* WRITTEN INSTRUCTION A *
Return, word for word, the rows from the line containing "Target: rock" down to the line containing "[1107,274,1218,645]", with both of those lines included.

* PAGE TEXT *
>> BEGIN

A. The opinio juris deriving from other legislation
88. As the DRC argued before the Court in its oral statement on 20 November
2000, French law subjects the prosecution and trial in France of individuals
accused of crimes punishable under certain international conventions,
including the 1984 Convention against Torture cited above (para. 80, above),
or of crimes falling within the jurisdiction of the international criminal
tribunals set up by the Security Council, to the condition of the presence
of those persons in France . It is not without insignificance that this
condition was, most sensibly, expressly retained in Laws 95 1 and 96 432,
even though a parliamentary amendment had sought to remove it. The rejection
of that amendment manifests the opinio juris of the French legislature,
which regards as abusive the exercise of “universal” jurisdiction
when the accused is not present on the national territory.

>> END

* DATA FOR THIS EXERCISE *

>> BEGIN

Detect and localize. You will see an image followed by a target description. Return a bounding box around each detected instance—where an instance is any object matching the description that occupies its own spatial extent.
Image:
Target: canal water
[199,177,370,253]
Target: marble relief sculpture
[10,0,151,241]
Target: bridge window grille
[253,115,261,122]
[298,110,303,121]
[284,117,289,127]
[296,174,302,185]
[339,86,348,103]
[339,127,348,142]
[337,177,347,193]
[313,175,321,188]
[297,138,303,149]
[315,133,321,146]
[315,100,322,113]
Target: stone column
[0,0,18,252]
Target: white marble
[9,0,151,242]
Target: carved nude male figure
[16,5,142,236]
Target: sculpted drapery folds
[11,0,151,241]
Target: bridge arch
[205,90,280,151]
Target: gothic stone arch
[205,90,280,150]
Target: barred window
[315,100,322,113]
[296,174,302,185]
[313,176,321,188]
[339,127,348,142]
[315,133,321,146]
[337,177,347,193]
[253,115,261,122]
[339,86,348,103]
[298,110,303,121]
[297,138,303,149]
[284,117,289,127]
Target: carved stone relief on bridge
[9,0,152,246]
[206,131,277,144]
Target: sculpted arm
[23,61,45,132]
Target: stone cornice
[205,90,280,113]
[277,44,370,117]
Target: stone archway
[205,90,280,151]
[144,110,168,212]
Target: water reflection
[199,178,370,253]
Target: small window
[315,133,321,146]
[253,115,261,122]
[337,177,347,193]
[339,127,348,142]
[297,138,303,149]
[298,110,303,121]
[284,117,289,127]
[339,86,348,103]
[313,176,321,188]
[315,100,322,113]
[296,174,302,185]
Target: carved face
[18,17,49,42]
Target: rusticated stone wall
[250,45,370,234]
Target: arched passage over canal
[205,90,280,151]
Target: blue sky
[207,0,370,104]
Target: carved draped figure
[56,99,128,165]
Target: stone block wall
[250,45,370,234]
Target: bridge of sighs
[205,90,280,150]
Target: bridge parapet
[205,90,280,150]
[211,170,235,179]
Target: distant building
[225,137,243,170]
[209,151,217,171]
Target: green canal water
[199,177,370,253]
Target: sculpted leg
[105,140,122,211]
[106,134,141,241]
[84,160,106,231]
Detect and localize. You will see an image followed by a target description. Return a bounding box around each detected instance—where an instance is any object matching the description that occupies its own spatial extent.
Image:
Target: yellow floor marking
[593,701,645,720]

>> END
>> BEGIN

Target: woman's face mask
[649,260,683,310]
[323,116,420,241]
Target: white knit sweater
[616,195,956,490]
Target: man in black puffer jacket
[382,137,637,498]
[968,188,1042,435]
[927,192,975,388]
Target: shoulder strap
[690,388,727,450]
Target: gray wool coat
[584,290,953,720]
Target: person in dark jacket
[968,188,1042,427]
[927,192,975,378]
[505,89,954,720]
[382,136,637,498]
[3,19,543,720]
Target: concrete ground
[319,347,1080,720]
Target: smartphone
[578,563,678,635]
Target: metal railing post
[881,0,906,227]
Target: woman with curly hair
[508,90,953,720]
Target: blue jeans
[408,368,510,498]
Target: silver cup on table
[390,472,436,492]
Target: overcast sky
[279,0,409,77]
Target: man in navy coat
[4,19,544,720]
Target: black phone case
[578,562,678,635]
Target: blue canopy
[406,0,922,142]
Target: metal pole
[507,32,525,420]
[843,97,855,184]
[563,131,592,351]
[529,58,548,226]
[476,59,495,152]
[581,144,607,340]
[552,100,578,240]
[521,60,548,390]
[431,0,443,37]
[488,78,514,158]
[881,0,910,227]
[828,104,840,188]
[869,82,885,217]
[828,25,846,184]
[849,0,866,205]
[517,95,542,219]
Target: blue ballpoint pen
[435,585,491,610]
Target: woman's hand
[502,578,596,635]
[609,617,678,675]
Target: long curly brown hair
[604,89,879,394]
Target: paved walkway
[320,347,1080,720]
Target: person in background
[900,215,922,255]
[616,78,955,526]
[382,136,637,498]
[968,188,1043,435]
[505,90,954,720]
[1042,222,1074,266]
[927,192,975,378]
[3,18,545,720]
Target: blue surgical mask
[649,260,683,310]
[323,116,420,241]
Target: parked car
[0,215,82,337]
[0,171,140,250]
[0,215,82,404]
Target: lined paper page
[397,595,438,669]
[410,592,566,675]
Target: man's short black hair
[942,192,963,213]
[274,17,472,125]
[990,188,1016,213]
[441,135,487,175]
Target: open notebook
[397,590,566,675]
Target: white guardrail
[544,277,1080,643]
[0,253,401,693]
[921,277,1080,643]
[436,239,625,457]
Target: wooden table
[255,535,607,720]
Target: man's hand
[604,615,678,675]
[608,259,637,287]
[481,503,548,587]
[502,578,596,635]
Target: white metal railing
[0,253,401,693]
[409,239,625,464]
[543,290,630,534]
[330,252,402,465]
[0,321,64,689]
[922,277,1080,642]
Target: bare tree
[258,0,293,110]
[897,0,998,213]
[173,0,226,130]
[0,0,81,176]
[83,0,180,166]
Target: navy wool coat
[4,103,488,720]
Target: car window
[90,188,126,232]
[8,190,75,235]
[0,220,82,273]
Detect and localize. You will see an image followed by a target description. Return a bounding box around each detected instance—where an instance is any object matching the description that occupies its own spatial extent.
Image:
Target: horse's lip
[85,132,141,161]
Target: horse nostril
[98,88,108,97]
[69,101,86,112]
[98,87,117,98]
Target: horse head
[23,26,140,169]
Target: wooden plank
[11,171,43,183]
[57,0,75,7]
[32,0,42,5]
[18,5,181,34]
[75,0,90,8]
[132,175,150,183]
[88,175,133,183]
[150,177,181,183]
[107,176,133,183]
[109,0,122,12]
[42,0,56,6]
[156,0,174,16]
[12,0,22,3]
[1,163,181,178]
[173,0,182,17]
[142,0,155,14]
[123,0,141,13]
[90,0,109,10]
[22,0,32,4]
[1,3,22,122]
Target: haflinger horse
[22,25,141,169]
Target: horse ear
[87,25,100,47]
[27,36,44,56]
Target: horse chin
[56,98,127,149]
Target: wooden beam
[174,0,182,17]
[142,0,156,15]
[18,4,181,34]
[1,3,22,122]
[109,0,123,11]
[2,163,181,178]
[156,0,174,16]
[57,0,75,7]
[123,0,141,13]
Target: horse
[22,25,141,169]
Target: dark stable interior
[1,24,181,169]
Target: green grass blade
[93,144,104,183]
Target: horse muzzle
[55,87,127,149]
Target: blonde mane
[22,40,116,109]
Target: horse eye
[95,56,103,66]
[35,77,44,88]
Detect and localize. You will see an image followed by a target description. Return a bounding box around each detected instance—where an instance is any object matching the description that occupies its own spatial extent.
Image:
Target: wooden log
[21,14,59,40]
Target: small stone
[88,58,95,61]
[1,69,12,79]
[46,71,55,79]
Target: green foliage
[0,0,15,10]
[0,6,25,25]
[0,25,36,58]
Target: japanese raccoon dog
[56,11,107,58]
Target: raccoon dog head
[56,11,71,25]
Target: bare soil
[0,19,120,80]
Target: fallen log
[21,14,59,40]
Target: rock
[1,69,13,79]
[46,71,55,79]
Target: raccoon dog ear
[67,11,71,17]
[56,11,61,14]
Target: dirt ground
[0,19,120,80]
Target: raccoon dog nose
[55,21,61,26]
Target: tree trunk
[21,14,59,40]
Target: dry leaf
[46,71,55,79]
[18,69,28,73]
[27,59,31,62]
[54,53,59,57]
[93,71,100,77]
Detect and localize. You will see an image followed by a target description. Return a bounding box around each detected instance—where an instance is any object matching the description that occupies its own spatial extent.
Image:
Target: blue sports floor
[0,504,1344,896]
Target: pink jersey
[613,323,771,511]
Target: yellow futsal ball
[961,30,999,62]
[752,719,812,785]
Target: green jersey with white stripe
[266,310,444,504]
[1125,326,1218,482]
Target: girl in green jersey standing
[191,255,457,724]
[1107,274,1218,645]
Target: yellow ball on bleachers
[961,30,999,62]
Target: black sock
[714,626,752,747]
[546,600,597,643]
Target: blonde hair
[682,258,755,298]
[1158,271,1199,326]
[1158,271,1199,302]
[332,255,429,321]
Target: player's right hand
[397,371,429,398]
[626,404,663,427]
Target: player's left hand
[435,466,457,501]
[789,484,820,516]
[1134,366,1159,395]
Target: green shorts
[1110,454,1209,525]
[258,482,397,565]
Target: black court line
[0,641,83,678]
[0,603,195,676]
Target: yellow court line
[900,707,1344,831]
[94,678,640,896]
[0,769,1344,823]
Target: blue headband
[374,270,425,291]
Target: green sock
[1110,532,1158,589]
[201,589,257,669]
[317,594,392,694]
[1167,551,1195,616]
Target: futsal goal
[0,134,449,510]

>> END

* WRITTEN INSTRUCTION B *
Using the passage on French law above, answer these:
(i) On what date did the DRC give its oral statement before the Court?
(ii) Which 1984 convention does the passage name?
(iii) In which laws was the presence condition expressly retained?

* WRITTEN REPLY A *
Target: rock
[1,69,13,79]
[46,71,55,79]
Target: raccoon dog ear
[67,11,71,17]
[56,11,61,14]
Target: dirt ground
[0,19,120,80]
Target: raccoon dog nose
[55,21,61,26]
Target: tree trunk
[21,14,59,40]
Target: dry leaf
[46,71,55,79]
[18,69,28,73]
[27,59,31,62]
[54,53,59,57]
[93,71,100,77]
Detect and localize. You will see an image followed by a target description. Return a bounding box around each detected instance—where an instance is any object matching the description that occupies its own spatial extent.
Image:
Target: blue sports floor
[0,504,1344,896]
Target: pink jersey
[613,323,771,511]
Target: yellow futsal ball
[961,30,999,62]
[752,719,812,785]
Target: green jersey with white stripe
[266,310,444,504]
[1125,326,1218,482]
Target: girl in green jersey standing
[191,255,457,724]
[1107,274,1218,645]

* WRITTEN REPLY B *
(i) 20 November 2000
(ii) The Convention against Torture
(iii) Laws 95 1 and 96 432